## [Extracted entries]
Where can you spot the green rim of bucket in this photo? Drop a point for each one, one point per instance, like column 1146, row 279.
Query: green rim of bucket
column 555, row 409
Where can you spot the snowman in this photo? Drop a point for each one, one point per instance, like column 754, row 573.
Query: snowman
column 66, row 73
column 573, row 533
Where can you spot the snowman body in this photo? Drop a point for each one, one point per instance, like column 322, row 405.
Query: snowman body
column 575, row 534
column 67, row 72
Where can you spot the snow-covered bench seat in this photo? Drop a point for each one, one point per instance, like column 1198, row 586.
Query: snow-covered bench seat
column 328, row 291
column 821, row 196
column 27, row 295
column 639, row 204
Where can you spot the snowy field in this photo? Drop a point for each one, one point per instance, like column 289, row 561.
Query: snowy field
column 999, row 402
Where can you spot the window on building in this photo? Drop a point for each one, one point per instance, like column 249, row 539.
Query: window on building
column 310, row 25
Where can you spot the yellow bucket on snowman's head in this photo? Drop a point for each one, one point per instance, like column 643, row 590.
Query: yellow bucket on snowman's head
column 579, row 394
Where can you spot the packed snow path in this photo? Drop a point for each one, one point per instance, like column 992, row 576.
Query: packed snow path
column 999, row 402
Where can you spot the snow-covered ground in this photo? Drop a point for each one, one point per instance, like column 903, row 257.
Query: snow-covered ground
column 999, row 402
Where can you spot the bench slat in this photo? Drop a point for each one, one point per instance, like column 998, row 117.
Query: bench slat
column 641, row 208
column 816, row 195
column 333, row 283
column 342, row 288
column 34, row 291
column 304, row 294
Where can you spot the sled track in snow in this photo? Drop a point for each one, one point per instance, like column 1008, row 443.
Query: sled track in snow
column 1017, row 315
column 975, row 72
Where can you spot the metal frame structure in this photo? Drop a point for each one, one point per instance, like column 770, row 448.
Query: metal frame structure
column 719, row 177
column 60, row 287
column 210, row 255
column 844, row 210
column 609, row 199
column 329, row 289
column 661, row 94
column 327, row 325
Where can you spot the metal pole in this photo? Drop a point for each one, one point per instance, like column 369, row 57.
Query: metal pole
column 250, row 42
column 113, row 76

## [Task prompt]
Beginning with the line above that contains "Query: bench slat", copy each line exactly up to and including the line that contains "Where can you spot the metal frame", and go no further.

## [Exercise output]
Query: bench slat
column 641, row 208
column 816, row 195
column 333, row 283
column 342, row 288
column 34, row 291
column 304, row 294
Where can you spot the sled track in snow in this photo? Drop a point for each one, one point per instance, like column 1008, row 443.
Query: sled track in snow
column 1017, row 315
column 975, row 72
Where can you spot the metal frame structure in this photo? Drop a point for each one, one point per instance, like column 770, row 448.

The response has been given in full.